AUTORE:
Lorenzo Missaglia
ANNO ACCADEMICO: 2023
TIPOLOGIA: Tesi di Laurea Magistrale
ATENEO: Universitą degli Studi di Milano
FACOLTÀ: Giurisprudenza
ABSTRACT
Si è stimato che circa 5 milioni di imprese, ossia il 30% nell’intero ambito europeo, abbiano dovuto far fronte nella metà degli anni ’90 alla vicenda traslativa della propria titolarità e che ci sia stato un rischio concreto di perderne 1,5 milioni, compromettendo circa 6,3 milioni di posti di lavoro, se non si fosse intervenuto in una revisione sostanziale di alcuni ordinamenti giuridici europei.
La Comunità Europea, avendo sempre avuto ben chiaro tale preoccupante scenario, non ha esitato a sollecitare i singoli Stati affinché costoro migliorassero il contesto giuridico, fiscale e amministrativo inerente alla successione nell’azienda, considerata come una delle principali cause di cessazione dell’attività di impresa con evidenti implicazioni sul piano economico-sociale.

▶ [Dati forniti]:
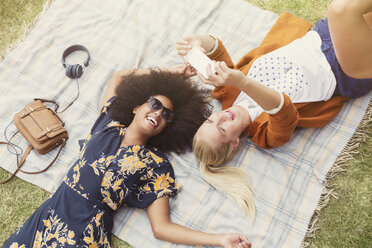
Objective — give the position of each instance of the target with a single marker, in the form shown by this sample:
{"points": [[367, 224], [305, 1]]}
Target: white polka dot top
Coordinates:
{"points": [[298, 69]]}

▶ [Cosa fare]:
1. Nell'abstract sulla successione nell'azienda si indicano i contesti che la Comunità Europea ha chiesto agli Stati di migliorare. Elencali tutti.
2. Secondo l'abstract sulla successione nell'azienda, perché la Comunità Europea ha sollecitato i singoli Stati a intervenire? Rispondi in non più di tre frasi.
3. Prosegui l'abstract sulla successione nell'azienda a partire dall'ultima frase riportata.

▶ [Compiti svolti]:
1. Giuridico, fiscale, amministrativo.

2. La Comunità Europea considerava la successione nell'azienda una delle principali cause di cessazione dell'attività di impresa. Questo fenomeno aveva evidenti implicazioni sul piano economico-sociale. Senza una revisione degli ordinamenti giuridici si rischiava di perdere circa 1,5 milioni di imprese e circa 6,3 milioni di posti di lavoro.

3.
Il legislatore italiano, dopo aver intrapreso un lavoro prodromico di indagine con la formazione del gruppo di studio del CNR coordinato da Antonio Masi e Pietro Rescigno circa la sussistenza di tale problematica all’interno del substrato nazionale, ha emanato finalmente, il 14 febbraio 2006, la legge n. 55, recante “Modifiche al codice civile in materia di patto di famiglia”, andando a inserire nel nostro ordinamento giuridico uno strumento idoneo al passaggio intergenerazionale tra l’imprenditore, ovvero il titolare delle partecipazioni al capitale di una società, e il proprio discendente: difatti, proprio il nostro sistema codicistico appariva tra i più inadeguati sotto il profilo del diritto familiare-successorio, risultando agli occhi dell’interprete contemporaneo come un insieme di norme anacronistico e carente di un ammodernamento legislativo (i) essendo ancora vigente l’ormai desueto divieto dei patti successori e (ii) non essendo mai intervenuta alcuna riforma dalla tecnica legislativa del 1942.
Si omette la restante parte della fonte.